▸ **Brief A**
Answer these questions from the post on DNS encryption in a home network:
(i) What does the router's DNS point to?
(ii) Which interface is dnscrypt bound to?
(iii) How long ago was pihole set up with dnscrypt?
▸ **Brief B**
Write the next part of the post on DNS encryption in a home network, picking up after its last sentence.

DNS encryption, Internal network

I have set up pihole with dnscrypt in my home network a couple of days ago. The DNS of my router points to it, so all the hosts on the network use pihole.
Everything is working fine. The DNS traffic is indeed encrypted thanks to dnscrypt, and I am still able to block all the add domains that pihole has in its blacklists.

Something that I did not think of was DNS encryption within the internal network. Since dnscrypt is bounded to the loopback interface(127.0.0.1) of the host where pihole is running, all the DNS requests of the clients to pihole are sent in plain text, hence it is easy to sniff traffic, make MIM attacks, and I think that if the ISP has access to the router it could even check which packets travel around the internal network, including the DNS requests that are not encrypted. The DNS requests are only encrypted when pihole actually sends them to dnscrypt running on 127.0.0.1, the responses from pihole are, again, not encrypted.

▸ **Dataset content**
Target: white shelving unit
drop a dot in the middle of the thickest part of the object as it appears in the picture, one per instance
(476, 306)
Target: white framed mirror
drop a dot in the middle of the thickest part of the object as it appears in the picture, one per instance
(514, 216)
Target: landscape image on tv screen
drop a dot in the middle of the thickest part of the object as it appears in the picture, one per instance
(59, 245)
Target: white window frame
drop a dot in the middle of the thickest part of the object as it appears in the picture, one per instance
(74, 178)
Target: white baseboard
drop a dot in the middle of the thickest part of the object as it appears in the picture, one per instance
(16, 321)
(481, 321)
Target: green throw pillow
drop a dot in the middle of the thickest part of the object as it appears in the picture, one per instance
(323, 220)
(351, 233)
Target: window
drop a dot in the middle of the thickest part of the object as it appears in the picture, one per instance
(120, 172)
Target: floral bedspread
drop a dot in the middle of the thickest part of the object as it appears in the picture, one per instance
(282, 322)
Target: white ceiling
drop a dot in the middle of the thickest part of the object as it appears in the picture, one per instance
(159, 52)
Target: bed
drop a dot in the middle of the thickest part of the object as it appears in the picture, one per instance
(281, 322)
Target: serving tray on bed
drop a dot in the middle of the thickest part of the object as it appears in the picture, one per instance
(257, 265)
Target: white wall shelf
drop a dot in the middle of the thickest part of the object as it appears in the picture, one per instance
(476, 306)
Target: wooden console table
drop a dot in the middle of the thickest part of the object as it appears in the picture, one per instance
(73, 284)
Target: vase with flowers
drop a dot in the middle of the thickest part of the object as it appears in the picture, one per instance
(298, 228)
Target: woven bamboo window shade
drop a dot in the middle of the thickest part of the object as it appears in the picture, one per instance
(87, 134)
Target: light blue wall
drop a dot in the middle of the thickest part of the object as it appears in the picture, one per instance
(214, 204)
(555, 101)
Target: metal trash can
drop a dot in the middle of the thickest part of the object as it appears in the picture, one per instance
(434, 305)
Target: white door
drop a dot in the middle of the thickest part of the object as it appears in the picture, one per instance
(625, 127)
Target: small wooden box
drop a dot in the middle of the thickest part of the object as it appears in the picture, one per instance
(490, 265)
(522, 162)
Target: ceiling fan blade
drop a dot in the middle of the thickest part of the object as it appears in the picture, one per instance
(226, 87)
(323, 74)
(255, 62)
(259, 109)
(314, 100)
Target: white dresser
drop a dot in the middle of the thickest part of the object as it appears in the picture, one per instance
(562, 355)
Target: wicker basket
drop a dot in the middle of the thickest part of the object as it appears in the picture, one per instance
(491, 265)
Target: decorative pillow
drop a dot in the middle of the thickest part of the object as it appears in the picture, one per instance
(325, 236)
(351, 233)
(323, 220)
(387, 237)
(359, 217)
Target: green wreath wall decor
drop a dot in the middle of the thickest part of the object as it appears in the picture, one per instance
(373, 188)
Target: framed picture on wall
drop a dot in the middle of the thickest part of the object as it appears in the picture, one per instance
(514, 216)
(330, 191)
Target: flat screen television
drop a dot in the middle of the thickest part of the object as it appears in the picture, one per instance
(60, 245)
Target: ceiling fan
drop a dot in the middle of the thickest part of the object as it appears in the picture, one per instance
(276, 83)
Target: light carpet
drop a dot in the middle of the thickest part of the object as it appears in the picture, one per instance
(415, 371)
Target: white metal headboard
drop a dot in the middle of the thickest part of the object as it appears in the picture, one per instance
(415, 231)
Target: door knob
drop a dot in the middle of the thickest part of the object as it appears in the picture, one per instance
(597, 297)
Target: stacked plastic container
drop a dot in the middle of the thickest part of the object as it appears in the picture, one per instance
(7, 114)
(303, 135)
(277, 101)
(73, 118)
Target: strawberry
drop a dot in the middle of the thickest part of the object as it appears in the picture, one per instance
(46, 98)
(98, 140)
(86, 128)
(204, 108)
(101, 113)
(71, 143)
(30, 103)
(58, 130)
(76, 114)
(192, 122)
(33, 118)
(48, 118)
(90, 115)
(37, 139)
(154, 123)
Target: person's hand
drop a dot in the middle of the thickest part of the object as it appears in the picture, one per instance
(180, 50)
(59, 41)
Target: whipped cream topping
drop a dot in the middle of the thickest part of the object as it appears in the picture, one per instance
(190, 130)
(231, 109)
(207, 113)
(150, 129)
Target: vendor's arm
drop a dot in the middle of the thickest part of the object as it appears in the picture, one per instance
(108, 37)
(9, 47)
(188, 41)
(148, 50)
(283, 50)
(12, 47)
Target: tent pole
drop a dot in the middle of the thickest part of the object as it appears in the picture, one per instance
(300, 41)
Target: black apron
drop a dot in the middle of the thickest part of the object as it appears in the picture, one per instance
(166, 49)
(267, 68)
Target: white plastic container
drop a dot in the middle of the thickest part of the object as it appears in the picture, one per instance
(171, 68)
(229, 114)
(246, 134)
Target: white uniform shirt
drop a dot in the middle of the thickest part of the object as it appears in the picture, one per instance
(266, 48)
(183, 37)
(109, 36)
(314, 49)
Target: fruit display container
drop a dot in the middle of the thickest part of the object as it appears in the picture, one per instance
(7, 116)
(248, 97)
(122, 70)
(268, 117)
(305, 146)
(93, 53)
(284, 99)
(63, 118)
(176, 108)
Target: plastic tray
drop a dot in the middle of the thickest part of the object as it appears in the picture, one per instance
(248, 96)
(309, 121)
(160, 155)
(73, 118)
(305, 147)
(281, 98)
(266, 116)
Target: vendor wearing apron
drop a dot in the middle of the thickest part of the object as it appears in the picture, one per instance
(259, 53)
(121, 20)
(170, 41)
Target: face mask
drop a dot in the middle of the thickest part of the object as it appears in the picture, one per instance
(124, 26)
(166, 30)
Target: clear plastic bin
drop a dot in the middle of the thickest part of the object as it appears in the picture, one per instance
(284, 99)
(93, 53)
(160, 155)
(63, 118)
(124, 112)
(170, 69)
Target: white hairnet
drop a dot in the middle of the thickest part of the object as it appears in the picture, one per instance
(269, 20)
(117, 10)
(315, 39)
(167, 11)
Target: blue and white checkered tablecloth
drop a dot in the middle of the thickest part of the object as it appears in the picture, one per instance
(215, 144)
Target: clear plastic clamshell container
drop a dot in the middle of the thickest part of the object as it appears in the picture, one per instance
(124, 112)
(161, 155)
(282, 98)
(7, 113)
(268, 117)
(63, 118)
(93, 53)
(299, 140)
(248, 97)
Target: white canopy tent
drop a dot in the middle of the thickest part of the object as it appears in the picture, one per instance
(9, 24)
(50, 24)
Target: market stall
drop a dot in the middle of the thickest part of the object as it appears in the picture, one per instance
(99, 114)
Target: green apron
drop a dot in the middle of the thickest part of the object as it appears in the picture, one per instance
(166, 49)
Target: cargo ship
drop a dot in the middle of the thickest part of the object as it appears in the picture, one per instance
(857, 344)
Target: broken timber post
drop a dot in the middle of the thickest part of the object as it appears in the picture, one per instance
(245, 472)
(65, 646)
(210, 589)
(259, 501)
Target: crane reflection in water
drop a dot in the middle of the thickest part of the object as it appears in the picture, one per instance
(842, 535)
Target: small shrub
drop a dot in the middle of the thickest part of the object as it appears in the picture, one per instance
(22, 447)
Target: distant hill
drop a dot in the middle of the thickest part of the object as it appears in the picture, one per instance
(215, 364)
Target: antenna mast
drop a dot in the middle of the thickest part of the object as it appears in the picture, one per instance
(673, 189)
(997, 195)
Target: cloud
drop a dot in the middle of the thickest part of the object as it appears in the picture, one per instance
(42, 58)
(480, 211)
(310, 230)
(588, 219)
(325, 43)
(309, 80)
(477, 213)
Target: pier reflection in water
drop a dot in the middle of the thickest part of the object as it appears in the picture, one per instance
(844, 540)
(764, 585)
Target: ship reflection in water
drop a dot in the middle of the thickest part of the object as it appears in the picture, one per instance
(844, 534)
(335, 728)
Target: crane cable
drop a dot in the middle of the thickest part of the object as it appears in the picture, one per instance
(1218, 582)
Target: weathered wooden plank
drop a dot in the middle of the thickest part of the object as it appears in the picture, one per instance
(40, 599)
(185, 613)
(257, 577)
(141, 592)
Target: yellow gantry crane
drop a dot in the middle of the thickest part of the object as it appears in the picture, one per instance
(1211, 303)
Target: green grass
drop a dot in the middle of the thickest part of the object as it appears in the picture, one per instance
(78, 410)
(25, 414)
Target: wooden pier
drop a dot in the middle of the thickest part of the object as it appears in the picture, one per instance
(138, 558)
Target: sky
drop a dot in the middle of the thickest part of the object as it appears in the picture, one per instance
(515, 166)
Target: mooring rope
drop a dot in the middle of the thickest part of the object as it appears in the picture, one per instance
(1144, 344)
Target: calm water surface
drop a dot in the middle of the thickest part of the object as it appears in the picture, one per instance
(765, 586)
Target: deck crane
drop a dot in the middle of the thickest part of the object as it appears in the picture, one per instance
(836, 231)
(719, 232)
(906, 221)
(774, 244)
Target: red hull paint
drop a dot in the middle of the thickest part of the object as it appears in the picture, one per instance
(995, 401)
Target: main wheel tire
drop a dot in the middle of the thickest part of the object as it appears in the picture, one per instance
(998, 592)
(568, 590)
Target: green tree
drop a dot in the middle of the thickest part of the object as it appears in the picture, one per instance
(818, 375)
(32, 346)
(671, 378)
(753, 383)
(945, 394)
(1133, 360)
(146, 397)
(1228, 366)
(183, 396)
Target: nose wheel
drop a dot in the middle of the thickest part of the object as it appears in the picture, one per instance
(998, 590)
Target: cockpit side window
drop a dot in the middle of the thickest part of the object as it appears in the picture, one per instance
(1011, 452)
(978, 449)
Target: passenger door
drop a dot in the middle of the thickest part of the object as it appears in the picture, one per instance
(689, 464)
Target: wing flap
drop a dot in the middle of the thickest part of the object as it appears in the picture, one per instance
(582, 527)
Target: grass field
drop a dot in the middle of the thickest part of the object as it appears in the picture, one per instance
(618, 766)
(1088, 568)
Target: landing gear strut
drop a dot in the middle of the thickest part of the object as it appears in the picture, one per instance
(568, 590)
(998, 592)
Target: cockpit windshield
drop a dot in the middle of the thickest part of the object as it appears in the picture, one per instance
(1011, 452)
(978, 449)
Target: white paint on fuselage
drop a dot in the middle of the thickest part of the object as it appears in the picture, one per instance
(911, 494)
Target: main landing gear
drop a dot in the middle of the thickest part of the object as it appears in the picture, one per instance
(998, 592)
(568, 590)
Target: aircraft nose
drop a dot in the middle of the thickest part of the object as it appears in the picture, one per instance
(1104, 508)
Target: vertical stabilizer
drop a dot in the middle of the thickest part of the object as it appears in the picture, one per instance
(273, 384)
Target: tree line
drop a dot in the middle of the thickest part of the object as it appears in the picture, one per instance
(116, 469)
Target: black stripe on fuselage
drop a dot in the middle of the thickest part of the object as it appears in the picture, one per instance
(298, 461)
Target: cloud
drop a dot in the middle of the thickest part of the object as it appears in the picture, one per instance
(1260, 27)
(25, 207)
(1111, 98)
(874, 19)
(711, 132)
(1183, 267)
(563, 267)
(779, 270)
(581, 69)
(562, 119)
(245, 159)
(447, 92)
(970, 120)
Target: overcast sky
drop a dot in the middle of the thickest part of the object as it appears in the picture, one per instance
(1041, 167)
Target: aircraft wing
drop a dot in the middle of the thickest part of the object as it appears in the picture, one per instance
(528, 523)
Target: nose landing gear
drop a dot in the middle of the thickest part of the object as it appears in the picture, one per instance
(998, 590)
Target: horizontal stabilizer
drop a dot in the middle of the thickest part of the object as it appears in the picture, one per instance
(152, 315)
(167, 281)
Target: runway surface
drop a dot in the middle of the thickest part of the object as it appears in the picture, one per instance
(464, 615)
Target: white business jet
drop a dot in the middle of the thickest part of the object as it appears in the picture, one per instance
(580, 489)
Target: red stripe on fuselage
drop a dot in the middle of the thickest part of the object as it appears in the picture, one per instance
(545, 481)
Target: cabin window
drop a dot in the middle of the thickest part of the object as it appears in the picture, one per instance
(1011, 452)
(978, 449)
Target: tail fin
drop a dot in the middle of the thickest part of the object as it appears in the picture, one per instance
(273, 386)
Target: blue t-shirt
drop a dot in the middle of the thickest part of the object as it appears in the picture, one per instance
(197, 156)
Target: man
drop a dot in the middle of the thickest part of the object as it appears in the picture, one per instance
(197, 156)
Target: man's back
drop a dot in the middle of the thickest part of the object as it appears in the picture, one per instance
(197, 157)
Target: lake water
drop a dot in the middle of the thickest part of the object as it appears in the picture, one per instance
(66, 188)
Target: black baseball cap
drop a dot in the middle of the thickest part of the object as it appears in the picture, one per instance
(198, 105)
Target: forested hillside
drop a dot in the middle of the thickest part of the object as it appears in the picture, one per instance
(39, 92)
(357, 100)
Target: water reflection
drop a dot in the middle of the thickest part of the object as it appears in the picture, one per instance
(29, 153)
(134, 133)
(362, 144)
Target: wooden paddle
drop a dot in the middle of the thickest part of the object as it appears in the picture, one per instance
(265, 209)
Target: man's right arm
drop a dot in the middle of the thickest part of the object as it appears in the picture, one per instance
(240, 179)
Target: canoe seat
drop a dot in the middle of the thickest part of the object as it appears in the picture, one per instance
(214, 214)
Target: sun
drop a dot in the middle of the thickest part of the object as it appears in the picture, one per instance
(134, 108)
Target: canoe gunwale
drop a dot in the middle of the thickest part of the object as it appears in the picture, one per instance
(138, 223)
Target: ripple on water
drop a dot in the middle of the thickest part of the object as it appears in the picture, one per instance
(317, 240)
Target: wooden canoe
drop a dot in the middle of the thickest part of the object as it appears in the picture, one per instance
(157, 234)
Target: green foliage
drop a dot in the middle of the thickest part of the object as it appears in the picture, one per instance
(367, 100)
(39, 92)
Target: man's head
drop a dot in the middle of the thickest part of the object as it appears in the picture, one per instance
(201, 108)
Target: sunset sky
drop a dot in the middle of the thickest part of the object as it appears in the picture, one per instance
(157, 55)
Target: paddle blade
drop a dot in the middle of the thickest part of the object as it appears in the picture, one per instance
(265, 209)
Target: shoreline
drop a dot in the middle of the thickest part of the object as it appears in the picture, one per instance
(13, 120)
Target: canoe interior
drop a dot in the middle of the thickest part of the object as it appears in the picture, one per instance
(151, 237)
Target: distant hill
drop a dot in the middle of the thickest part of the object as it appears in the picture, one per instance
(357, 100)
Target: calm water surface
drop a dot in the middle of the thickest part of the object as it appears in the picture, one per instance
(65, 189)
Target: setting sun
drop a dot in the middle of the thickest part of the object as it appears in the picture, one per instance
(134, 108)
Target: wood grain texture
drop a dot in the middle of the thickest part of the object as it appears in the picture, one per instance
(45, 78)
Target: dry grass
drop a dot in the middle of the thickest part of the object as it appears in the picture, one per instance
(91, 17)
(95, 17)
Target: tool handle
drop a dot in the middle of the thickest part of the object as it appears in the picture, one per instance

▸ **Reply A**
(i) Pihole.
(ii) The loopback interface (127.0.0.1) of the host where pihole is running.
(iii) A couple of days ago.

▸ **Reply B**
I was wondering if there is an effective and simple way to encrypt the DNS traffic between pihole and the clients on the internal network, either using TLS, HTTPS, or other encryption protocol.

Please note that, using DNS over HTTPS or DNS over TLS with pihole will not help, as the very same problem occurs, because the traffic between clients and pihole is not encrypted, it is only encrypted when pihole is making the DNS request.

I do not believe one should "trust" anything at all in the security field. There are several malwares that can sniff not encrypted DNS traffic to malicious purposes. If one of my home users gets infected, I could be affected without them even knowing. For me, it is not a question of trust, it is a question of avoiding unnecessary attacking vectors.

The DNSs I use, are logging free. Of course, they claim to be, there is no real way to know, but the dnscrypt project keeps a list of updated and trusted dnscrypt servers[1]

Thank you for your suggestion. SSH could be indeed an idea, but that would required several additional configurations in all the devices that use pihole, which is not very suitable in my opinion.

Unfortunately, I would have to conclude that pihole does not provide the security level I require.

[1] DNSCrypt - List of public DoH and DNSCrypt servers

What did you do for security prior to using Pi-Hole?